→ **PAGE EXTRACT**
================

For THE CURSE OF THE MUMMY'S TOMB, stuntman Dickie Owens makes the automaton pathetic rather than tragic, and without Christopher Lee under the bandages, Owen's eyes remain dead and expressionless.

A follow-up to THE MUMMY was long overdue, but THE CURSE OF THE MUMMY'S TOMB is a poor relation to Fisher's original. Produced, directed and written (as Henry Younger) by Michael Carreras, the film ties together the those-who-defile-the-tomb-shall-die scenario with the tale of Adam Beauchamp (Terence Morgan) - the cursed-to-immortality brother of Mummy Ra-Antef (Dickie Owens) - who needs to bring Ra back to life as he can only die at his hand. Beauchamp may produce a speech about how tired he is by witnessing three thousand years of man's inhumanity to man, but in 1900 he still takes time in seducing Annette (Jeanne Roland) away from her fiance John Bray (Ronald Howard).

THE CURSE OF THE MUMMY'S TOMB is a B-movie programmer which highlighted the extent to which Hammer were struggling to inject any inspiration into their early 60s horrors. This was not helped by Carreras' typically deadpan helming and the prodigal son's frustrated ambitions to move the studio away from its roots to more fantasy material. The original screenplay was suitably fantastic, which told of a group of archaeologists discovering an ancient tomb in the Sahara Desert and unleashing a giant Mummy which trashes Cairo. Unsurprisingly this draft was swiftly sidelined, though the pre-production image of a gargantuan Mummy clutching a girl was retained for the finished film's poster.

================

→ **RAW DATA**
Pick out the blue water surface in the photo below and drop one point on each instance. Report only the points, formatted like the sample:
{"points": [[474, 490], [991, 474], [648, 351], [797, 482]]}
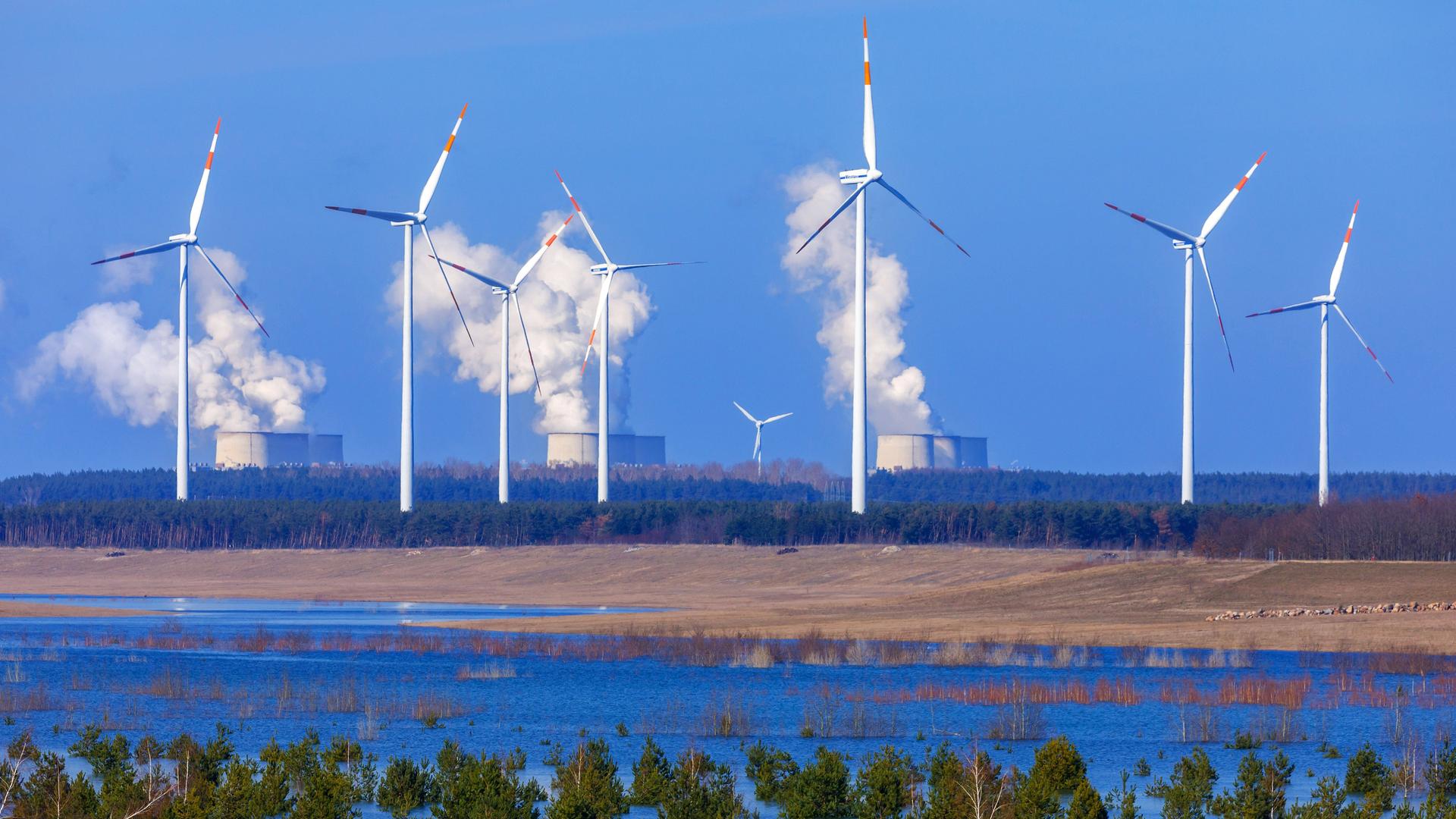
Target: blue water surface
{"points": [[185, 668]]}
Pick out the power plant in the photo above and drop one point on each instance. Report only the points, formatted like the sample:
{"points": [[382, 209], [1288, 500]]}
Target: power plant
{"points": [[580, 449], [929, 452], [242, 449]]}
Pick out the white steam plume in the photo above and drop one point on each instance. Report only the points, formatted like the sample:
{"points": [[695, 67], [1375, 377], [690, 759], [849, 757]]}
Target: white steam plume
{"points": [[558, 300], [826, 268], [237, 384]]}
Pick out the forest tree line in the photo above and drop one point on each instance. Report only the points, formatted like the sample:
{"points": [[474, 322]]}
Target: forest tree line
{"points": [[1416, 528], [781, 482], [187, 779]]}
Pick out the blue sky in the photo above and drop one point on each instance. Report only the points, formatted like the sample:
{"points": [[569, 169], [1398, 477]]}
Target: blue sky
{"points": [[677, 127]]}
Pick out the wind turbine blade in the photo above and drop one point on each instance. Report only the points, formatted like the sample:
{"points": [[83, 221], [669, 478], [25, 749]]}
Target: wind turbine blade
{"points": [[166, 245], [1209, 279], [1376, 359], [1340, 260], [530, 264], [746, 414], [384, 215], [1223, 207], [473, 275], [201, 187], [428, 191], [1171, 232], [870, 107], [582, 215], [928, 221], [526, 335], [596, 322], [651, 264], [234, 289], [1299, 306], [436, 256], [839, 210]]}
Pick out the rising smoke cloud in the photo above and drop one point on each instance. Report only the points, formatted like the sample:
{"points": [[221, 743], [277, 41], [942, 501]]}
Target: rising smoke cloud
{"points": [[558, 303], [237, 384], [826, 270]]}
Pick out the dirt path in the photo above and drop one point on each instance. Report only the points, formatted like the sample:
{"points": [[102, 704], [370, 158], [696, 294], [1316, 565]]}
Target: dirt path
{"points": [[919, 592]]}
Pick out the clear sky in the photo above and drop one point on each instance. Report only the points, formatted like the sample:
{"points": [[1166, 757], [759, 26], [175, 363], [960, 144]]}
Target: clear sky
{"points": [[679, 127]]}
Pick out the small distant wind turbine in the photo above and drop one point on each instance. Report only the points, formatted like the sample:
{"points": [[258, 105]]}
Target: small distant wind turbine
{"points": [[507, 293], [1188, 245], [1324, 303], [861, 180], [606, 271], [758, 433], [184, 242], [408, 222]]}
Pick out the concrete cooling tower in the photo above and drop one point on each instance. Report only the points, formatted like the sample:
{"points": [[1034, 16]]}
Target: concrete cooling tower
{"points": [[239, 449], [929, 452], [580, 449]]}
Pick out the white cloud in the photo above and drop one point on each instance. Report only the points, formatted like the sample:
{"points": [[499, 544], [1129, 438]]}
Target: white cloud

================

→ **PROMPT A**
In the review of The Curse of the Mummy's Tomb, what pseudonym did Michael Carreras use as the film's writer?
→ **PROMPT B**
Copy the review of The Curse of the Mummy's Tomb word for word from "For THE CURSE" to "dead and expressionless.".

→ **PROBLEM SOLUTION A**
Henry Younger

→ **PROBLEM SOLUTION B**
For THE CURSE OF THE MUMMY'S TOMB, stuntman Dickie Owens makes the automaton pathetic rather than tragic, and without Christopher Lee under the bandages, Owen's eyes remain dead and expressionless.